Task data.
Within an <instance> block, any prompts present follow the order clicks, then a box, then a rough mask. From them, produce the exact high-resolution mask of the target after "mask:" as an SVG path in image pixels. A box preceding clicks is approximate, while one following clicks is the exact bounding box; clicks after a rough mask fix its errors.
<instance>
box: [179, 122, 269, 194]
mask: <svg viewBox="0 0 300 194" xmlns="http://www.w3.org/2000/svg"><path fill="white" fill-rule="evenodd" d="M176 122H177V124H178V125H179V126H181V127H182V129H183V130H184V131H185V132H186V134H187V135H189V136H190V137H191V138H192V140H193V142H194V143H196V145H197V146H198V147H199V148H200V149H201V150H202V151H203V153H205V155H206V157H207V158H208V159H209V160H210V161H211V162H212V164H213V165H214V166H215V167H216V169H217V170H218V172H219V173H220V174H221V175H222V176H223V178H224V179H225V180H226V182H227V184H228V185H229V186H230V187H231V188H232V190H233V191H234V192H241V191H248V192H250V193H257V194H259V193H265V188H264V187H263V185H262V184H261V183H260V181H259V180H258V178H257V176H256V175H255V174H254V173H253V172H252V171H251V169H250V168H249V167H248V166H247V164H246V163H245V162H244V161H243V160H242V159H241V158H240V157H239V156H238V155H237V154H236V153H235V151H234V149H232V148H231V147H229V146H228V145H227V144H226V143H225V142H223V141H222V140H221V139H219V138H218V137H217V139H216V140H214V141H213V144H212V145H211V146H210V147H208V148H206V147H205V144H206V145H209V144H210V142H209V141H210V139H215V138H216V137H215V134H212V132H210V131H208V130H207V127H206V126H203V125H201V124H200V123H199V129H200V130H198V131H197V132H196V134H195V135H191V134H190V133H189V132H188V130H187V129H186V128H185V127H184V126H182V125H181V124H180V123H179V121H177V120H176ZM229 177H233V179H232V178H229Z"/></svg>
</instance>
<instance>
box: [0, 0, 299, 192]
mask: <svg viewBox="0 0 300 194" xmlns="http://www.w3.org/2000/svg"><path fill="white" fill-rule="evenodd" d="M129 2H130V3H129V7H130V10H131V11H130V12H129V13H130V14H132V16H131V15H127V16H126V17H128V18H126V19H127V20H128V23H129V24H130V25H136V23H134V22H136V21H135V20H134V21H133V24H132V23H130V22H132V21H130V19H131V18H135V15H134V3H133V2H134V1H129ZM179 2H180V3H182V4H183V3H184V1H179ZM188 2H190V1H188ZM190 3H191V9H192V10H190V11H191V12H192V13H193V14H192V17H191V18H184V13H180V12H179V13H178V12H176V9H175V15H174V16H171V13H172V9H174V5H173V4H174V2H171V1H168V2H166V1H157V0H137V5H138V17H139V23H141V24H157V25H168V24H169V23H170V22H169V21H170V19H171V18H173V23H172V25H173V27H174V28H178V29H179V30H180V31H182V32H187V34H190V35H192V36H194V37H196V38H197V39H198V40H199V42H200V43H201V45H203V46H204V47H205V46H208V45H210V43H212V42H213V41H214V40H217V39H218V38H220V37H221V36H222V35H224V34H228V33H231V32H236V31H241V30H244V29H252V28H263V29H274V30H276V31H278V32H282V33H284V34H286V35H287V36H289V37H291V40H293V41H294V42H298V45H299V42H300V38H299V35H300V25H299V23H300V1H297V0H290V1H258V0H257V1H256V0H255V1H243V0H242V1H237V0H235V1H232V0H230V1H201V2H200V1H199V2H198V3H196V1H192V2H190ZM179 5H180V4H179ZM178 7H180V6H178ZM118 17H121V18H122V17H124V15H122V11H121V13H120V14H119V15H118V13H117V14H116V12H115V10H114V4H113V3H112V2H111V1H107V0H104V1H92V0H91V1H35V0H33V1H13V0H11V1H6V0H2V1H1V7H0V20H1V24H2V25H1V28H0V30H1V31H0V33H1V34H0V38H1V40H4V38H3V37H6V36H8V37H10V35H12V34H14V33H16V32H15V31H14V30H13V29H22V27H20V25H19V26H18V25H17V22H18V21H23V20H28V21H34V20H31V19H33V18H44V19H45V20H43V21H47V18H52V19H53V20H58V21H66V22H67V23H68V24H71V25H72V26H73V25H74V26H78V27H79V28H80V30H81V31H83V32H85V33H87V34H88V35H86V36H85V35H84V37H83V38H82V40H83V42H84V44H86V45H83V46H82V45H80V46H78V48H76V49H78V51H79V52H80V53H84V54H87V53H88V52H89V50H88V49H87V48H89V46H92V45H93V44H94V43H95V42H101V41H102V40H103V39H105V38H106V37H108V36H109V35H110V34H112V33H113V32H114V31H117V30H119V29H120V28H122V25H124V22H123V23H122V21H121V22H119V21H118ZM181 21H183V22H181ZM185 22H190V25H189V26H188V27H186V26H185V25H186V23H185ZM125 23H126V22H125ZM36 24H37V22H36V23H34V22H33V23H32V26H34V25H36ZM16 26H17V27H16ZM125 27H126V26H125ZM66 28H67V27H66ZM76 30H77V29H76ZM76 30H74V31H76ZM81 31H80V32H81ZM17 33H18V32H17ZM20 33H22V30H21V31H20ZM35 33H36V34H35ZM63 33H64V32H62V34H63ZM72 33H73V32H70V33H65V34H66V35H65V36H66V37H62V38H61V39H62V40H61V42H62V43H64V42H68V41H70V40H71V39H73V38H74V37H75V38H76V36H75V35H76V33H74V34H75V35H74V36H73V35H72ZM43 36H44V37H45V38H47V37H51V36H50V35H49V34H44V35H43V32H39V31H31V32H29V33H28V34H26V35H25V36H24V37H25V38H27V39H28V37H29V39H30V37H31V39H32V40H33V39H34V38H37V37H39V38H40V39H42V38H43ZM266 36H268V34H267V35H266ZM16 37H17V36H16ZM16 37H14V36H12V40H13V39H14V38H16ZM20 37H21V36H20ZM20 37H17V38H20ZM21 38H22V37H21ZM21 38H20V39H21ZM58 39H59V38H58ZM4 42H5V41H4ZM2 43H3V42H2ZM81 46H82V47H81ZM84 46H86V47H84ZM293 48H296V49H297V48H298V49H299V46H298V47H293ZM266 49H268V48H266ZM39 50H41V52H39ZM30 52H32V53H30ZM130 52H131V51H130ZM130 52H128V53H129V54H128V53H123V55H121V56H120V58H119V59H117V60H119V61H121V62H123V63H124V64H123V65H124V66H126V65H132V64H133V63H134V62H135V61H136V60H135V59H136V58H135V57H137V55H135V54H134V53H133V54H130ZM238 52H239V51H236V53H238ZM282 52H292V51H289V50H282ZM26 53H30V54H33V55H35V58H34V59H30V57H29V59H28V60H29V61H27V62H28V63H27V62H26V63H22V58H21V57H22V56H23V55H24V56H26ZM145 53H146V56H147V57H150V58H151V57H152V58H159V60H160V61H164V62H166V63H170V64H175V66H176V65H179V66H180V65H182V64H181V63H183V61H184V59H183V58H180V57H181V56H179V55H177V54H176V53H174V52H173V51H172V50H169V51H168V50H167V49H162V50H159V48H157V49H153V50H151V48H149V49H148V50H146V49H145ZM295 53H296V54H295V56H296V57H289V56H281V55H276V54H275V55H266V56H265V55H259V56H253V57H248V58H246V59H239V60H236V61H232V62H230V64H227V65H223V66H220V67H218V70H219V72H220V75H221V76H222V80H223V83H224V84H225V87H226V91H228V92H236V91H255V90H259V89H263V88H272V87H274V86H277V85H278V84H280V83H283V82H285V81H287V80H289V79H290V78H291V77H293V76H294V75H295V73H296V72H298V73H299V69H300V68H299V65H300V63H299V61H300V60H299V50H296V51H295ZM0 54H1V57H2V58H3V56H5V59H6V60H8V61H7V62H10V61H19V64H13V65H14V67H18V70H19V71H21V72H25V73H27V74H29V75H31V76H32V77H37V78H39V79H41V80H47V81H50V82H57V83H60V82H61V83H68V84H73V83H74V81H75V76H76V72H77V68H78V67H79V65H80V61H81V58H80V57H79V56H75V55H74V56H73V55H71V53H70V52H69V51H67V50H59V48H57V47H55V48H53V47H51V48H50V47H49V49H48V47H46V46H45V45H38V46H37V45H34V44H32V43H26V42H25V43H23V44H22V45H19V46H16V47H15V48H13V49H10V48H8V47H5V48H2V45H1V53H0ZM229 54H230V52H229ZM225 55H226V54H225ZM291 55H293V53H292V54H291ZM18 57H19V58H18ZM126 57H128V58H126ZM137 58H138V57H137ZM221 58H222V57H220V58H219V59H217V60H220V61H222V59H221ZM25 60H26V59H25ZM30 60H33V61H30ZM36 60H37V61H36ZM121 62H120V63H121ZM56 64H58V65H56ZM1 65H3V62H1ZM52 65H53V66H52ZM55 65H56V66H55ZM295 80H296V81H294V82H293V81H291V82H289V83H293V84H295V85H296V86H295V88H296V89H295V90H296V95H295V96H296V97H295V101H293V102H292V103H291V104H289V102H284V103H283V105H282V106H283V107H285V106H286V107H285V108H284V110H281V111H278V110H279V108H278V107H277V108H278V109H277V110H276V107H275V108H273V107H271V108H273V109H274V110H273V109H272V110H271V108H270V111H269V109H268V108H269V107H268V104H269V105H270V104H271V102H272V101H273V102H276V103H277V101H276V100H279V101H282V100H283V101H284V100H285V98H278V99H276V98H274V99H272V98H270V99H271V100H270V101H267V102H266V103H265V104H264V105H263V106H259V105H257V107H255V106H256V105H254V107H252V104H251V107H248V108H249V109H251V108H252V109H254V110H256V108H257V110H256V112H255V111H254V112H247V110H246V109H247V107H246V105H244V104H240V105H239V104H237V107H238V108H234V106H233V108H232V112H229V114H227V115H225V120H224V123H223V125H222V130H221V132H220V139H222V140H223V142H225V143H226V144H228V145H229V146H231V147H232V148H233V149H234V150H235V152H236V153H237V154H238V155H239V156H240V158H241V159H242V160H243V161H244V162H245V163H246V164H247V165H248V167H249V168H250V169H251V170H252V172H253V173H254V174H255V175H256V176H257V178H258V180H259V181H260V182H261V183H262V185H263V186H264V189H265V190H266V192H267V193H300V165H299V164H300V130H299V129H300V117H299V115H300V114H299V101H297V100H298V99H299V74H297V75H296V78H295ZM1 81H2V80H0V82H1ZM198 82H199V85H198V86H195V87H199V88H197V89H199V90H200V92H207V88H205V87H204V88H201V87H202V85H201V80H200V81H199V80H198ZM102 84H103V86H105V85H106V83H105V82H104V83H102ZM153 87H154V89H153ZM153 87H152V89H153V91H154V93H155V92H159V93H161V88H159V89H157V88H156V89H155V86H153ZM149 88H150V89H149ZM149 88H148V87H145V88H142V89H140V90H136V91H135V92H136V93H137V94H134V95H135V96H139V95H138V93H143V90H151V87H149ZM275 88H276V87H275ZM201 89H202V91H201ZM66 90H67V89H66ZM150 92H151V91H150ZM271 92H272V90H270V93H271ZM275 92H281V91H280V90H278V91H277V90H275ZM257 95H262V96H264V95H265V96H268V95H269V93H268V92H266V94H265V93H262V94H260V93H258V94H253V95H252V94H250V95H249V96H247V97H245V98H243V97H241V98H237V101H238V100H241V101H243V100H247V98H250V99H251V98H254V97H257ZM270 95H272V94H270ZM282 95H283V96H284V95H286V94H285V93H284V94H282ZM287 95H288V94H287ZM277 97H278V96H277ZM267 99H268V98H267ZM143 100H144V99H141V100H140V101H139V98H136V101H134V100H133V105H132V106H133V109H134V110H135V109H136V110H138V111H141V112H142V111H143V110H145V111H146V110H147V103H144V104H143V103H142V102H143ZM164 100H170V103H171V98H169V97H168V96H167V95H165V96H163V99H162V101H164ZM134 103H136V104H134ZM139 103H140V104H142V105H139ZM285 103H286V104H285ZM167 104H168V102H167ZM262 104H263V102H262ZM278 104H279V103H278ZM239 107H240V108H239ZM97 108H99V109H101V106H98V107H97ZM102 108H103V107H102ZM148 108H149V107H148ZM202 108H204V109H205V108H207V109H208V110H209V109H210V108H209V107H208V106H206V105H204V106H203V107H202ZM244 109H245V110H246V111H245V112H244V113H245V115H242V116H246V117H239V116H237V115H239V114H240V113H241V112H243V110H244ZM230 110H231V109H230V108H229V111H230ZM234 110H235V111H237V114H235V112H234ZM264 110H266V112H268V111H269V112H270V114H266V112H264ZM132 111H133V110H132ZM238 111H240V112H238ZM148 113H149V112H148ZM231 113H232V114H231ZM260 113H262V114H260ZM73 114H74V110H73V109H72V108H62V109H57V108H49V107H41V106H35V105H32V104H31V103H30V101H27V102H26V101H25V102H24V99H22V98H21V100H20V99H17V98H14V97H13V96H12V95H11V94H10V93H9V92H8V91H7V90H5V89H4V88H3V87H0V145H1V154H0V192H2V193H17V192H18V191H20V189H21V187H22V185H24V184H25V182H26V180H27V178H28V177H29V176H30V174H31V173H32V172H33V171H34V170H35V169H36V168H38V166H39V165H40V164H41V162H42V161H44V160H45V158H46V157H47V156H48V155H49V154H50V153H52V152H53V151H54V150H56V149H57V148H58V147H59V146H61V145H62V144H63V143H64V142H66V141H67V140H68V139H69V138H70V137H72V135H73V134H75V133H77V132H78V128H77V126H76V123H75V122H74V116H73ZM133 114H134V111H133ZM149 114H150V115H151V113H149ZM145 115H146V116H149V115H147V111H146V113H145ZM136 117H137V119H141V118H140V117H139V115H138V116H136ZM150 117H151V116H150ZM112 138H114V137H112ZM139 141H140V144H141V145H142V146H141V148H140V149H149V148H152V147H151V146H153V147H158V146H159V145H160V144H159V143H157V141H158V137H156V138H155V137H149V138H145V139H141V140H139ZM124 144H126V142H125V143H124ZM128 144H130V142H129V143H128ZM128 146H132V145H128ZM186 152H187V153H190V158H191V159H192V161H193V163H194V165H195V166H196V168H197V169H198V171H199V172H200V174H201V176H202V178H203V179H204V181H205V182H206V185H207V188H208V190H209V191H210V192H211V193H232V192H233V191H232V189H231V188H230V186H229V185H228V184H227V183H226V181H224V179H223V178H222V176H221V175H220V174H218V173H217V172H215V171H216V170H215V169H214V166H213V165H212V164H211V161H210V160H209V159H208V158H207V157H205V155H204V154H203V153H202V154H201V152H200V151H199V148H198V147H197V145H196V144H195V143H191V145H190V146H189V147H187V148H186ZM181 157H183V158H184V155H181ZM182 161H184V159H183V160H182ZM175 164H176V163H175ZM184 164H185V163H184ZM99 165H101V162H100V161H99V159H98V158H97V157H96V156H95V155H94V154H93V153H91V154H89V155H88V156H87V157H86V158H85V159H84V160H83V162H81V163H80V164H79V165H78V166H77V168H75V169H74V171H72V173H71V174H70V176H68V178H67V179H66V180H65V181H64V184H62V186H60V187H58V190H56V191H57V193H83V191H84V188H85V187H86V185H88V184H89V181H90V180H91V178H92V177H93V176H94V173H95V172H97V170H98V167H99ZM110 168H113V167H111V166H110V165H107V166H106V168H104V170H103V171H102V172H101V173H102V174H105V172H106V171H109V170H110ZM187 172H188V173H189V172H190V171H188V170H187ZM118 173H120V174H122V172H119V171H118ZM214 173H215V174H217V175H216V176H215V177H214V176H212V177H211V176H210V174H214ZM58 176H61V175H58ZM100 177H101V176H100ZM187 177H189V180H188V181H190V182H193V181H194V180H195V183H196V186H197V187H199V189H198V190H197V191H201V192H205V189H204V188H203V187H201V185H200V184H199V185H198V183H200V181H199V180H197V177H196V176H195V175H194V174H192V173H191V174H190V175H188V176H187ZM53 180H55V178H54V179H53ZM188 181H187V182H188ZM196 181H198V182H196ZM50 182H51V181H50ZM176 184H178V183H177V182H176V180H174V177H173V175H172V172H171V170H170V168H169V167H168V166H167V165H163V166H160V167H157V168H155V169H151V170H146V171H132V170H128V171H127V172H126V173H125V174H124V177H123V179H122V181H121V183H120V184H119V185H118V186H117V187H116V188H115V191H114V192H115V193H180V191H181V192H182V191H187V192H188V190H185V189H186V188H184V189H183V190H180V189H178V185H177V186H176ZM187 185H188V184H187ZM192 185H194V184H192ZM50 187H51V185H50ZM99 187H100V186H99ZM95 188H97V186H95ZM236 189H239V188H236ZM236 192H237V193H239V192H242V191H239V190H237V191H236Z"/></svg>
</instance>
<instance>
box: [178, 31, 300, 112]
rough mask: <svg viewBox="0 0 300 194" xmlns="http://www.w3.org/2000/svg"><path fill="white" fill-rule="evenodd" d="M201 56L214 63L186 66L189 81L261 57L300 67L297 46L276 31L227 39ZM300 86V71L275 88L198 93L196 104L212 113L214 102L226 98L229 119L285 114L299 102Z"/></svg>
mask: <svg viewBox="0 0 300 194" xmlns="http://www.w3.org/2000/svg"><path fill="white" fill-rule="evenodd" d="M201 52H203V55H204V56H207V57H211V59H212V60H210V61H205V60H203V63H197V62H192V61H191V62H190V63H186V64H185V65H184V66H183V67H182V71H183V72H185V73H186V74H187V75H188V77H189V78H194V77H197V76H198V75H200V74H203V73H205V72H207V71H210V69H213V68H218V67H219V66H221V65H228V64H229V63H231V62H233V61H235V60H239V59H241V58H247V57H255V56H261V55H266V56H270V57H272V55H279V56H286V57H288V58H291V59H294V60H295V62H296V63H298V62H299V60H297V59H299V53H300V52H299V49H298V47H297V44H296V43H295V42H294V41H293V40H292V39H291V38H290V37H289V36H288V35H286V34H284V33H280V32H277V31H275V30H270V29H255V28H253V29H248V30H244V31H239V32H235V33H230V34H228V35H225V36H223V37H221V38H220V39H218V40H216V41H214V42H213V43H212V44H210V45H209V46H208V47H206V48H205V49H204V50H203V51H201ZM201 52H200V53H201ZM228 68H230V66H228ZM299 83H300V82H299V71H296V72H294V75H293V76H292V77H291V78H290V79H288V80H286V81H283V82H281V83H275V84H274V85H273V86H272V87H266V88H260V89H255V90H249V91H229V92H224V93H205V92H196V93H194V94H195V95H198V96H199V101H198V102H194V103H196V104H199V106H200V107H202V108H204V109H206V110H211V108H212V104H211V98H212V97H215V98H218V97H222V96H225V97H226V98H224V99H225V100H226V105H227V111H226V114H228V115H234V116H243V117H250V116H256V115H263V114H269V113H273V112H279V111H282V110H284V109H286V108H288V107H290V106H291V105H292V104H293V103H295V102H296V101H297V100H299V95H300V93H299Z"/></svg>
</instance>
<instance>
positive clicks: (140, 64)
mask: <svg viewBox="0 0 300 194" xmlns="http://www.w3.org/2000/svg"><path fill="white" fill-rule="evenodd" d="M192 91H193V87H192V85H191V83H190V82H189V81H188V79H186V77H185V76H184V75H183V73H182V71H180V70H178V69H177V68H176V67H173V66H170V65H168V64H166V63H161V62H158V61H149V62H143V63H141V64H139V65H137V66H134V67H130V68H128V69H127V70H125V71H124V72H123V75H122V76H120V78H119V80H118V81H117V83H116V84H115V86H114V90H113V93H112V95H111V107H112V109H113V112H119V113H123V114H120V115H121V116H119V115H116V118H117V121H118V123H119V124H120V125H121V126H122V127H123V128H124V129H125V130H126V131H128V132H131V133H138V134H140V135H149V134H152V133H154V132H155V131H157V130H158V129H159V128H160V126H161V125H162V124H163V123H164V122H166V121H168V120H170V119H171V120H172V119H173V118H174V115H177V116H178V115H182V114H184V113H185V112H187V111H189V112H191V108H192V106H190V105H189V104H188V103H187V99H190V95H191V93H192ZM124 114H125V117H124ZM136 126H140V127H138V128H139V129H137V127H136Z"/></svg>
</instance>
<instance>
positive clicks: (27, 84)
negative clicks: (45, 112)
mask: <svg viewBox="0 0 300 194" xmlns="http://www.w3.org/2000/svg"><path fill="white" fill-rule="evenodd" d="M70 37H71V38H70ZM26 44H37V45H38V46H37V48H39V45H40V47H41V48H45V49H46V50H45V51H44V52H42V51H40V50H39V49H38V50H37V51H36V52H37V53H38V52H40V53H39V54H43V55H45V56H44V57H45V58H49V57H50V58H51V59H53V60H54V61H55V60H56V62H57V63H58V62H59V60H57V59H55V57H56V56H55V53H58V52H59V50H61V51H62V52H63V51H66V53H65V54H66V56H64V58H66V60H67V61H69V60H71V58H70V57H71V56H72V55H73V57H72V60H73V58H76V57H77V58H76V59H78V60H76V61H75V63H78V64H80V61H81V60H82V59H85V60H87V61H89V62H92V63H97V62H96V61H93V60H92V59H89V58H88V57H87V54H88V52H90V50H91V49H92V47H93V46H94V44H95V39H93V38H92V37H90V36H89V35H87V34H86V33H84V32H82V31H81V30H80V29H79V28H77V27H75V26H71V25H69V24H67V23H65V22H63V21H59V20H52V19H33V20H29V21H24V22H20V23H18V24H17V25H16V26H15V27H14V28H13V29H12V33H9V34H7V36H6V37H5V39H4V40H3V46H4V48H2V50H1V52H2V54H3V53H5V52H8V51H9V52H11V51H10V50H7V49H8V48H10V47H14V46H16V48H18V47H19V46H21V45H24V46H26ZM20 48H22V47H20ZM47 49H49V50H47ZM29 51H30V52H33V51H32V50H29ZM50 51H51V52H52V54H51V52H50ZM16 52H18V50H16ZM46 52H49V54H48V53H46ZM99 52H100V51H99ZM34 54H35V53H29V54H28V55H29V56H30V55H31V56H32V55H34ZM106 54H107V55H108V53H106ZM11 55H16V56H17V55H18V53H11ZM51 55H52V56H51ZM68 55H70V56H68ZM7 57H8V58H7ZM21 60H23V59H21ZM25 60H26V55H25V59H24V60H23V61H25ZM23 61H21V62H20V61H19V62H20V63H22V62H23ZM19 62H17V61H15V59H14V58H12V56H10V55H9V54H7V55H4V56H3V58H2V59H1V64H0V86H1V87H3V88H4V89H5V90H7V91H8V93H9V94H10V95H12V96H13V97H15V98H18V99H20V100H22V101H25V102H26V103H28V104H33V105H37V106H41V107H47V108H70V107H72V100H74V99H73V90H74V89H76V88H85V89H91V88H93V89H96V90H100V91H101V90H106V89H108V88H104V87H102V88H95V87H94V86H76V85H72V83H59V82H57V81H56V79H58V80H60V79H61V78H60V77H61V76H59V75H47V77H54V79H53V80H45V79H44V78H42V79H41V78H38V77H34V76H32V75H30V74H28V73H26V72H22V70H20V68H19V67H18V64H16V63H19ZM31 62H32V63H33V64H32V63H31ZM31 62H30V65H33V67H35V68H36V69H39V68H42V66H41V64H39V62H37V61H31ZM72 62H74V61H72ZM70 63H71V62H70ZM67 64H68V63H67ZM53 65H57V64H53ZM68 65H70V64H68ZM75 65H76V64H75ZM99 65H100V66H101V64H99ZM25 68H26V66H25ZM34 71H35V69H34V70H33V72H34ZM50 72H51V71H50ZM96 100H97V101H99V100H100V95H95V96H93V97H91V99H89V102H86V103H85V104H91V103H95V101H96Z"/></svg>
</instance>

What is being asked.
Lines that hold "positive" are the ones to copy, so pick each out from the data.

Reply to the exercise.
positive clicks: (140, 64)
positive clicks: (27, 84)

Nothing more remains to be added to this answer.